#### What to do
Everything from the line with "Target: round headlight" to the last line of the material below is what to reproduce, exactly and with no other lines.

Record excerpts Block Start

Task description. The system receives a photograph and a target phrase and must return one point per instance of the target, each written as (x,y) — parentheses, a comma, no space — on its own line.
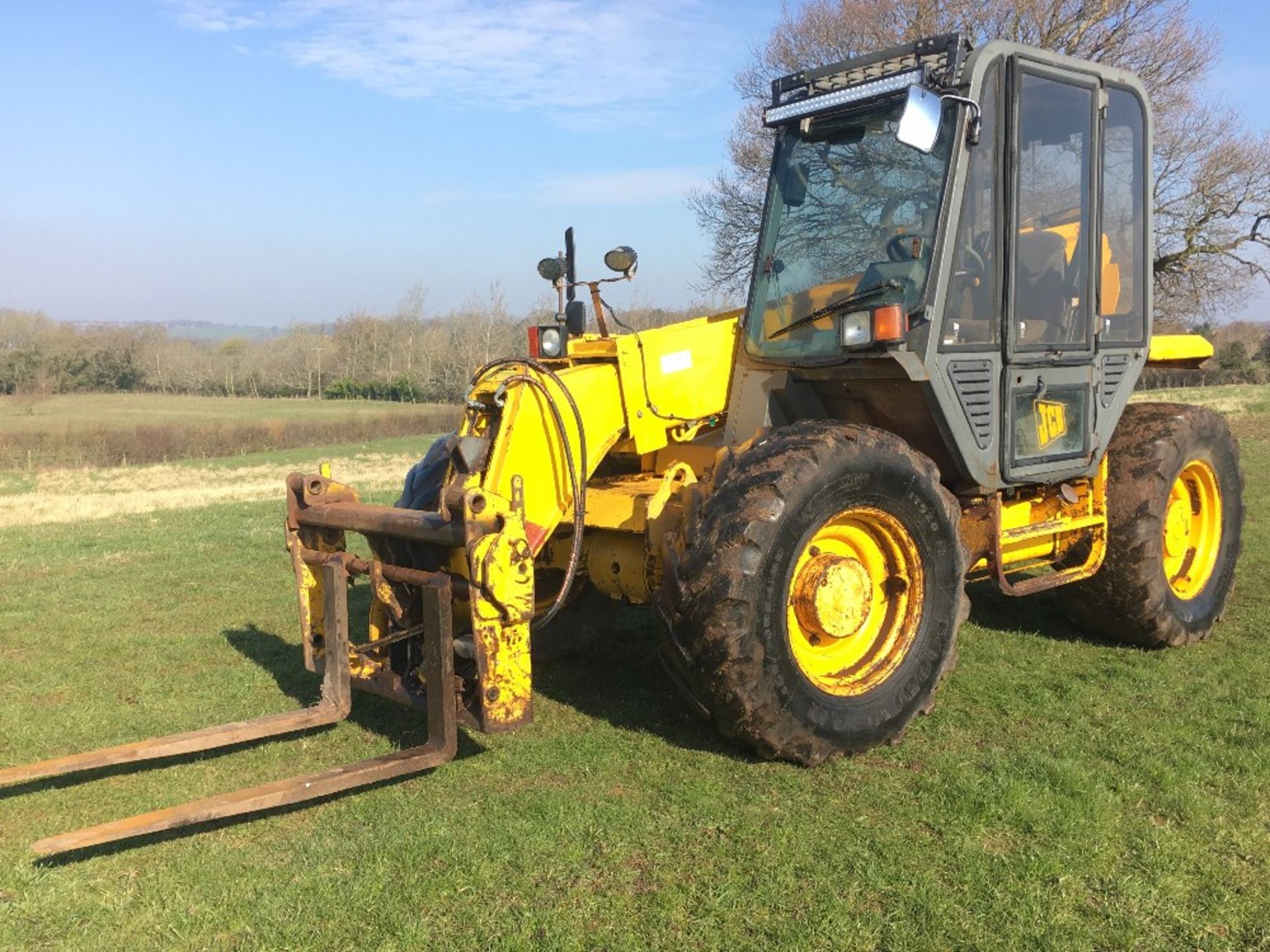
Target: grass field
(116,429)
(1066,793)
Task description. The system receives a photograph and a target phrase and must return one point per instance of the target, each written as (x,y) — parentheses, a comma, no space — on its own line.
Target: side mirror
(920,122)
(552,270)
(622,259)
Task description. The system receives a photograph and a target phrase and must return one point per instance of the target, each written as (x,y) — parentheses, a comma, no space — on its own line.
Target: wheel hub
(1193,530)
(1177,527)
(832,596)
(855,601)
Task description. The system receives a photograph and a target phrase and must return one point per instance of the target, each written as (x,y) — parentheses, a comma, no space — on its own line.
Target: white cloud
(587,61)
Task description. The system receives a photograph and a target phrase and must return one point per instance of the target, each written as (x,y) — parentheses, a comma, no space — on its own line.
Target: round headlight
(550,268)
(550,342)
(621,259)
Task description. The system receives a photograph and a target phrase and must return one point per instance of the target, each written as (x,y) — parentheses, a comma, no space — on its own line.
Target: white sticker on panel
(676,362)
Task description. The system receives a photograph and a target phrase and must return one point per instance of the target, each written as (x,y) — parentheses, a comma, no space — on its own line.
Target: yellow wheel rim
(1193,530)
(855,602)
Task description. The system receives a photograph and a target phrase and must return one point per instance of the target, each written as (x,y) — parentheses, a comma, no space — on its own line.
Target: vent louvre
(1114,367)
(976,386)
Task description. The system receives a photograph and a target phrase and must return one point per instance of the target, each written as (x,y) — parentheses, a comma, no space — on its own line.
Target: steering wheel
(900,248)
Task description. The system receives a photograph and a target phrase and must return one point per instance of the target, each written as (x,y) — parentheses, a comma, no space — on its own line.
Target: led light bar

Record excerpts Block End

#### Result
Target: round headlight
(550,268)
(550,342)
(621,259)
Task description. The system receives a photograph and a target phrase and must return one point per instance of the target, each written as (x,y) — parentheses, a comma, no space — on its own line.
Target: white sticker on panel
(676,362)
Task description. The system receives a photograph and a target phrase and must return one point per instance of the target, each written as (x,y) — parentheses, a comma, no space — on its own line.
Target: yellow wheel rim
(1193,530)
(855,602)
Task description. The system receives a photograph and a target phrase and must return one point per instance of the target, each written as (x,y) — parentheses, a comma, no space — on its own line.
Target: vent louvre
(1114,367)
(976,386)
Task description. The system receives a photograph and a target phrase and must return one point per instance of the target, each written as (x,y) — parentheses, a comma, no space — on its own line.
Target: steering wheel
(900,248)
Task description. The system receives a photograph and a target phrase and must return one point per instance of the target, each written as (x,y) — parentheses, a comma, no space — on its own line.
Target: led light bar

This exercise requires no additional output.